* Brano estratto:
◆ ◆ ◆ ◆ ◆ ◆ ◆
ESISTI, QUINDI “PROVOCHI” – “Se adesso gli juventini si occupano della loro squadra x favore. Invece di rompere a me… Ciao…” scrive infine il giocatore belga, e la sua è una resa per sfinimento: questione di quantità, naturalmente, e di qualità (livello terza media, sezione ripetenti, prima o poi ci si stufa). Fine della storia? No, nè per Nainggolan – che di sicuro verrà “giustiziato” molte altre volte dai suscettibili custodi del Tempio bianconero – nè per questi ultimi. Ci vuol poco, infatti, a guadagnarsi la loro avvelenata antipatia, e spesso e volentieri è solo un fatto meramente tribale: non sei juventino? Basta e avanza. Non ami la Vecchia Signora? Allora in te c’è qualcosa che non va, è chiaro, e come minimo sei in malafede. Se poi sei un intertriste prescritto, o un romanista, un viola, un napoletano, un granata, un bbilanista, un genoano, ecc., ecc., ecc. dalla A alla Z, allora dovresti solo stare zitto e andare a nasconderti. Come minimo. Capito? Forza Juve!
BUONGIORNO, VORREI UN ASTIOLITICO – Ora, qual è la causa di un risentimento così radicato e diffuso? Qual è il motivo di una permalosità a dir poco manicomiabile? La sindrome da accerchiamento, innanzitutto, noto malessere che da sempre attanaglia gran parte del popolo bianconero, e poi le numerose complicanze che sono subentrate – aggravandola – nel corso degli ultimi anni, dalle scorie tossiche di Calciopoli al duro esilio cadetto, dal rabbioso desiderio di revanche a un orgoglio ritrovato fra le macerie e assetato di sangue. Insomma, ce n’è quanto basta per rovinarsi la salute, diciamolo, e per il calcio non ne vale la pena.
◆ ◆ ◆ ◆ ◆ ◆ ◆
* Verifica la comprensione:
(1) Rispondi a queste domande sul brano.
(a) Chi, secondo il brano, verrà "giustiziato" molte altre volte dai custodi del Tempio bianconero?
(b) A quale livello viene paragonata la qualità dei messaggi ricevuti dal giocatore belga?
(c) Quale malessere è indicato per primo come causa del risentimento?
(2) Ripeti fedelmente la parte del brano che si apre con le parole contenenti "BUONGIORNO, VORREI UN" e si chiude con "vale la pena.".
I record non hanno alcun ruolo in questo lavoro.
◆ ◆ ◆ ◆ ◆ ◆ ◆
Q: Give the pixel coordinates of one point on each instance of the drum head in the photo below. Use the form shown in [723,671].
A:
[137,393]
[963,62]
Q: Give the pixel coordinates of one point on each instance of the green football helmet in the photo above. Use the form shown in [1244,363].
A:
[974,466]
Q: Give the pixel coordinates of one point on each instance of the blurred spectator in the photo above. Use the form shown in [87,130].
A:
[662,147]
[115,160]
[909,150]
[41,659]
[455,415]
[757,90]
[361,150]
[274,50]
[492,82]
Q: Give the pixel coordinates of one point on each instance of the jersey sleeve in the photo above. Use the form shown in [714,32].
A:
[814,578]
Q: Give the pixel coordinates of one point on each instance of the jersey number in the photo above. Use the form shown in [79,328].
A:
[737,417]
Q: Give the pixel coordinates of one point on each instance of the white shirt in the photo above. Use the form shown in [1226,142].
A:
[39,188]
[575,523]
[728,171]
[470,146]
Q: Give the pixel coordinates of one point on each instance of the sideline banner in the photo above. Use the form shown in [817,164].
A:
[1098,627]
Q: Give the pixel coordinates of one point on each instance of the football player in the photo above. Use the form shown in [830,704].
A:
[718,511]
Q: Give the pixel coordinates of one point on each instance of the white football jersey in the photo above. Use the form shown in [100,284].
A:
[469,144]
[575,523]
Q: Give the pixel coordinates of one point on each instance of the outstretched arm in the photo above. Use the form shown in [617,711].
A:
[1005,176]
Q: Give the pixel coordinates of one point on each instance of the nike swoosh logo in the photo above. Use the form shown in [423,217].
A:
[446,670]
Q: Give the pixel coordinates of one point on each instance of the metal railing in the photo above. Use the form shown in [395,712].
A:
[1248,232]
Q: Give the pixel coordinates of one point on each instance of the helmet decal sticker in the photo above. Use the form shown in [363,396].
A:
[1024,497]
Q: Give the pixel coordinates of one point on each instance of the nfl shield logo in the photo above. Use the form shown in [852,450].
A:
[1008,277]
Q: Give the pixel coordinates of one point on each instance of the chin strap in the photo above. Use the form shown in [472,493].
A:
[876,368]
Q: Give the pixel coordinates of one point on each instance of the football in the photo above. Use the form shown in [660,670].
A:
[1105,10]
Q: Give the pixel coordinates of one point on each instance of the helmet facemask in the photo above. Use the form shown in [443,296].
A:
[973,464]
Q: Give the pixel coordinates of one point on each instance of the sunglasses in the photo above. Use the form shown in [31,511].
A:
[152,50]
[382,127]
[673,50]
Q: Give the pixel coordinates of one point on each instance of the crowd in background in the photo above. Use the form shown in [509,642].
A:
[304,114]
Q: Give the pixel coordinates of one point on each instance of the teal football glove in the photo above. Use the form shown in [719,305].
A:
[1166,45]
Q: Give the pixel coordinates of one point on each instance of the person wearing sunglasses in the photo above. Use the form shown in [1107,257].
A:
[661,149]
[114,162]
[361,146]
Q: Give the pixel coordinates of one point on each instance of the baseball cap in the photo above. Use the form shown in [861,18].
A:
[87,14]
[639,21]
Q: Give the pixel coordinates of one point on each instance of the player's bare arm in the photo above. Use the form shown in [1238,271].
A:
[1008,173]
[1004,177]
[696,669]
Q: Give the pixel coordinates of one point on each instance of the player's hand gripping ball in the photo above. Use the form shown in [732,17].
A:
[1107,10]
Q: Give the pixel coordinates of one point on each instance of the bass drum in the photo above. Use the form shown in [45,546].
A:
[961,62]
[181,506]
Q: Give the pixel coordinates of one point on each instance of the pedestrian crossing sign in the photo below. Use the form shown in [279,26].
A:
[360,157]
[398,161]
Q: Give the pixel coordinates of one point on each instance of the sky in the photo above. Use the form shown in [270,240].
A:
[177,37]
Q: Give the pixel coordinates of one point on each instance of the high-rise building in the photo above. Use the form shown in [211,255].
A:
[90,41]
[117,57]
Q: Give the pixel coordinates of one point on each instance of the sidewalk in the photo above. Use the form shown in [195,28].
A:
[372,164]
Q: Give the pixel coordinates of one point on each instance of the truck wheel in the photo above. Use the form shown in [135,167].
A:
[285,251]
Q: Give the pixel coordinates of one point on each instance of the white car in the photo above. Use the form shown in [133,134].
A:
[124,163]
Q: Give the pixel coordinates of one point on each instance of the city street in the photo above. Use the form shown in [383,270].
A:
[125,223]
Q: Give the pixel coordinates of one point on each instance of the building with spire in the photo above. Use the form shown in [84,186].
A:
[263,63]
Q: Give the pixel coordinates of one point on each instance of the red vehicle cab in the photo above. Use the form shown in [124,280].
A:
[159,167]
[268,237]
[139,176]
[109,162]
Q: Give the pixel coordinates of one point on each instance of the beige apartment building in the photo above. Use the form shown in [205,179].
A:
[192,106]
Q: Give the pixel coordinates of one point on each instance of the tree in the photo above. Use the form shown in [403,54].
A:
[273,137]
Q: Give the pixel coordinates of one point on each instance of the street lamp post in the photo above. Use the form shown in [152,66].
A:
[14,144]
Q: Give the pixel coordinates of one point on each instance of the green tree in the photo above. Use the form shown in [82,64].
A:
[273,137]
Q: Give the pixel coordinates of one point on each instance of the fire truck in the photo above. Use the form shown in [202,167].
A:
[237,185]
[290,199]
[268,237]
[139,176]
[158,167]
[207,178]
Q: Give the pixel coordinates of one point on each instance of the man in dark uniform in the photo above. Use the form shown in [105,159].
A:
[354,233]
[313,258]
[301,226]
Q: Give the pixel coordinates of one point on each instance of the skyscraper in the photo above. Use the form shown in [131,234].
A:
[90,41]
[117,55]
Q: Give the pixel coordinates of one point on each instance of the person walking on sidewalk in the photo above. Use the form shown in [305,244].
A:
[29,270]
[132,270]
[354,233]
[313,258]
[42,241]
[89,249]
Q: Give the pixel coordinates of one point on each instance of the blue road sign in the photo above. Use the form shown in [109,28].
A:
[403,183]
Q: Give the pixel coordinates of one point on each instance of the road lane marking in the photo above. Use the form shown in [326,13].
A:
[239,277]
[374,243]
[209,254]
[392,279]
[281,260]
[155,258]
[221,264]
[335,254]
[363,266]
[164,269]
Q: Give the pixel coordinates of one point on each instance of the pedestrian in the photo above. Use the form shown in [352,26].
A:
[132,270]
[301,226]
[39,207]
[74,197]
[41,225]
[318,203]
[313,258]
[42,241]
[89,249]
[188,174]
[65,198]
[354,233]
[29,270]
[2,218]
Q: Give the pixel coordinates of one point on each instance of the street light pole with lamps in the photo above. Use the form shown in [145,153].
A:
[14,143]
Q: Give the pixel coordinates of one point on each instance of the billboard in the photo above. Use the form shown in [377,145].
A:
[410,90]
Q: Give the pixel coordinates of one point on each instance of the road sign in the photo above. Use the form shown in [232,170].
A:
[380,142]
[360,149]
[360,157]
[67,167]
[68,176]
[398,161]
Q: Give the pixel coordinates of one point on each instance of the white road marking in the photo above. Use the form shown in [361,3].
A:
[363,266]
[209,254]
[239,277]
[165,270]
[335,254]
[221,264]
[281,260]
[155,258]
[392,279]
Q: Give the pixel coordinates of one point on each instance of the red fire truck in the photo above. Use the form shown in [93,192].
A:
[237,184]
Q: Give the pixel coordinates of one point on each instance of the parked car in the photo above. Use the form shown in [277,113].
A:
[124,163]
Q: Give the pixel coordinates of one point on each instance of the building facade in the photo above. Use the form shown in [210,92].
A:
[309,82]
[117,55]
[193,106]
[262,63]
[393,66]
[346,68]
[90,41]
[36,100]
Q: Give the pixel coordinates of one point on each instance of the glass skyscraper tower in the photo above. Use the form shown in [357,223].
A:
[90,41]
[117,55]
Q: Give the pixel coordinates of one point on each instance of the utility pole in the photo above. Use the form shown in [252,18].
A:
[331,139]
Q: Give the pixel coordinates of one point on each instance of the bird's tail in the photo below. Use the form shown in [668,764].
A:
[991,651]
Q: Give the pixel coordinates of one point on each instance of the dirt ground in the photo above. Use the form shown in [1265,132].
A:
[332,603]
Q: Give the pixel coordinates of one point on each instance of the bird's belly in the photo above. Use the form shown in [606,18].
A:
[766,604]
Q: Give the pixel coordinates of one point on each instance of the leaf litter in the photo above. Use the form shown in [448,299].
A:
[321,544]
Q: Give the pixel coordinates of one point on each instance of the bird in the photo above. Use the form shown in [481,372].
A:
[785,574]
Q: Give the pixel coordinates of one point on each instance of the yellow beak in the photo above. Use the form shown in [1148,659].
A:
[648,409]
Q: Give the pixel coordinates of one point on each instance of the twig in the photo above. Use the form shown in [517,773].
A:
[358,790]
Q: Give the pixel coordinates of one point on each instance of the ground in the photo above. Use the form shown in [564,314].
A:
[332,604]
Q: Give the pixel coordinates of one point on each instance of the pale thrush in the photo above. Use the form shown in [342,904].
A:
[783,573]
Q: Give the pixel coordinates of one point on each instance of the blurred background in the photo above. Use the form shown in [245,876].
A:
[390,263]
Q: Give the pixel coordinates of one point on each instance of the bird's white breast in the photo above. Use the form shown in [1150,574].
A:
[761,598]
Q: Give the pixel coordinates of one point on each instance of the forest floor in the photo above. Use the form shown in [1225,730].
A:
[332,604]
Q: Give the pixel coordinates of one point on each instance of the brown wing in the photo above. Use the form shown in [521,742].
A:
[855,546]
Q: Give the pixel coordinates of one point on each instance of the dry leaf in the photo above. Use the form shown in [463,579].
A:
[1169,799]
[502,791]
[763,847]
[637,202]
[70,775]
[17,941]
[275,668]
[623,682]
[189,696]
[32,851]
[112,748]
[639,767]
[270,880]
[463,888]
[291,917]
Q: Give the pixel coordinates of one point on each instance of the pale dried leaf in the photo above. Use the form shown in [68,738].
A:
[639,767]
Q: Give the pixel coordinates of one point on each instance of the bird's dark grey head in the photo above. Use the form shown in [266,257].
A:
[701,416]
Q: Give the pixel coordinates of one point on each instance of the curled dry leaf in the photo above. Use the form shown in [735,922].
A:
◆ ◆ ◆ ◆ ◆ ◆ ◆
* Soluzioni dei quesiti:
(1)
(a) Nainggolan.
(b) Al livello di terza media, sezione ripetenti.
(c) La sindrome da accerchiamento.

(2)
BUONGIORNO, VORREI UN ASTIOLITICO – Ora, qual è la causa di un risentimento così radicato e diffuso? Qual è il motivo di una permalosità a dir poco manicomiabile? La sindrome da accerchiamento, innanzitutto, noto malessere che da sempre attanaglia gran parte del popolo bianconero, e poi le numerose complicanze che sono subentrate – aggravandola – nel corso degli ultimi anni, dalle scorie tossiche di Calciopoli al duro esilio cadetto, dal rabbioso desiderio di revanche a un orgoglio ritrovato fra le macerie e assetato di sangue. Insomma, ce n’è quanto basta per rovinarsi la salute, diciamolo, e per il calcio non ne vale la pena.